=== Document ===
►

Resources_used.cput = 00:00:00

Bert · May 28, 2024, 12:27pm

Hello,

I am setting up a HPC Azure with OpenPBS 20.0.1 and CycleCloud.
When I run a pbs python script to execute abaqus jobs, the cput remains at 0.
At the end of the task cput ~ 00:00:02 which is the stageout time during the Exiting phase.

The script runs the abaqus job (os.system(abq job=…)), it monitors the abaqus job, providing some progress in the task status, do the post-processing (subprocess.run(abaqus viewer noGUI=my_post_process.py)).

Since the script is executing abaqus with os.system and abaqus viewer for post processing with subprocess. One in non blocking, the other create a child process. It looks like PBS is monitoring only the python process which is in sleep mode while waiting for abaqus applications to end.

The same script in PBSPro on a Windows Node, makes the cput to increase normally and accordingly to the ncpus, so there must be a way to make OpenPBS do the same.

When I execute a very simple pbs python script for testing, cput is increasing normally:

#!/shared/apps/Python3.12/bin/python3.12
#PBS -W sandbox=private
#PBS -W stagein=‘.@10.88.46.132:/shared/home/saf112092/test/’
#PBS -W stageout='@10.88.46.132:/shared/home/saf112092/test/’
#PBS -A saf112092
#PBS -q workq
#PBS -l vm_size=Standard_D2ds_v5

import os
print(‘running abaqus’)
os.system(‘abq2022 job=my_job inter’)

The ‘inter’ suffix make the abaqus command in blocking mode.

Long introduction for a simple question.
How to make OpenPBS to count the cput accordingly to :

The applications executed by the PBS python script (os.system and subprocess)

◄

=== Data provided ===

►

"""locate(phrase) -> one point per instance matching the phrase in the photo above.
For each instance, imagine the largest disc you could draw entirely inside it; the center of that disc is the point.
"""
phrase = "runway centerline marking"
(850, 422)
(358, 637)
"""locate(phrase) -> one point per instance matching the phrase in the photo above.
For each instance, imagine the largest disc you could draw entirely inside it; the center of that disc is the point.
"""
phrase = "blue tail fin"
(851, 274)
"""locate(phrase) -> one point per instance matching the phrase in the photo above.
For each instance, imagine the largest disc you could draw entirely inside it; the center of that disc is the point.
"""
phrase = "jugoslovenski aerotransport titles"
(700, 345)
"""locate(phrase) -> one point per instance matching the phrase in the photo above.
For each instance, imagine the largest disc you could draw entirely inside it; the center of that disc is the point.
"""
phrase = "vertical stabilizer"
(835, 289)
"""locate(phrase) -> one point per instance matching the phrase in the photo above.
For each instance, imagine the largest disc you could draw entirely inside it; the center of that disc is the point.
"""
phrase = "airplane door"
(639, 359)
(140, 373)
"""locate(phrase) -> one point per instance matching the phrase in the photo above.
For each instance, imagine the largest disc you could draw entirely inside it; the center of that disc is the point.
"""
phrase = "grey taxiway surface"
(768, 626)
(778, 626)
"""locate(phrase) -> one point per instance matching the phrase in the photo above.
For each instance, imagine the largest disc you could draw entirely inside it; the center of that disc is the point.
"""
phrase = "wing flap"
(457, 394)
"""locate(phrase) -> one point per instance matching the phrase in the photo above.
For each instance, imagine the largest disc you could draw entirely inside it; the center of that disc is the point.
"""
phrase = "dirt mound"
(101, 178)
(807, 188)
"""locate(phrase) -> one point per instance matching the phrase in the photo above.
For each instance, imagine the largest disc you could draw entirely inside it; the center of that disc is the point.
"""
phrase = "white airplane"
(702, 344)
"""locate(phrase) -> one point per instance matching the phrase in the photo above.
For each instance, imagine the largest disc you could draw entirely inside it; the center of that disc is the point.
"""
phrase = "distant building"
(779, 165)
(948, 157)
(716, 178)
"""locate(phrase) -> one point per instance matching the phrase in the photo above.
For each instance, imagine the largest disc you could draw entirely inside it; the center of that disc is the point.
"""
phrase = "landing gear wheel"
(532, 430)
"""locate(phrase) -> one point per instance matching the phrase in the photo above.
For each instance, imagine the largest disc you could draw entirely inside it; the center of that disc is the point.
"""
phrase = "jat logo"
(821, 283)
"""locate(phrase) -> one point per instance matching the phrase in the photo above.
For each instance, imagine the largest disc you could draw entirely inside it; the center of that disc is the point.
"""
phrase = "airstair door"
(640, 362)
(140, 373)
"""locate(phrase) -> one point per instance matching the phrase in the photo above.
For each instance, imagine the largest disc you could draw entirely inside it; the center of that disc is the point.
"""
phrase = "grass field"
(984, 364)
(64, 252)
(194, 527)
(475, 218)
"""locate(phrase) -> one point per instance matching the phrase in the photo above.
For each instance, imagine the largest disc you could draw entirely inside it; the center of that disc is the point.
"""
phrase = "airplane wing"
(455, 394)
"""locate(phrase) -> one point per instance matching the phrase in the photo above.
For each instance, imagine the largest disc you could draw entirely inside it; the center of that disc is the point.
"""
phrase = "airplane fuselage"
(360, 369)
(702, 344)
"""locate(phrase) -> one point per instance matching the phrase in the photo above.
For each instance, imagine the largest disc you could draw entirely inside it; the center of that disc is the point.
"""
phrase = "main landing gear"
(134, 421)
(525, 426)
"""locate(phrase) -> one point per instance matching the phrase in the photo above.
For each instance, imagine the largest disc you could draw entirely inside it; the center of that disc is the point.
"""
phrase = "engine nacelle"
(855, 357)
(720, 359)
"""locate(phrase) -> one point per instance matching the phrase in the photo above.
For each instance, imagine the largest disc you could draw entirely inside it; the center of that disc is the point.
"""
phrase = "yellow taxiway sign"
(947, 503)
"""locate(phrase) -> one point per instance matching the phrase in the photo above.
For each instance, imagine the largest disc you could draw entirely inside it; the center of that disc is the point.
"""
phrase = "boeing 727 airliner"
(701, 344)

◄

=== Objective ===
Revise the OpenPBS thread starting at "At the end of" and ending at "do the same.", putting "idle state" in place of "sleep mode". Work from the OpenPBS thread alone; the entries play no part here.

=== Solution for this exercise ===
At the end of the task cput ~ 00:00:02 which is the stageout time during the Exiting phase.

The script runs the abaqus job (os.system(abq job=…)), it monitors the abaqus job, providing some progress in the task status, do the post-processing (subprocess.run(abaqus viewer noGUI=my_post_process.py)).

Since the script is executing abaqus with os.system and abaqus viewer for post processing with subprocess. One in non blocking, the other create a child process. It looks like PBS is monitoring only the python process which is in idle state while waiting for abaqus applications to end.

The same script in PBSPro on a Windows Node, makes the cput to increase normally and accordingly to the ncpus, so there must be a way to make OpenPBS do the same.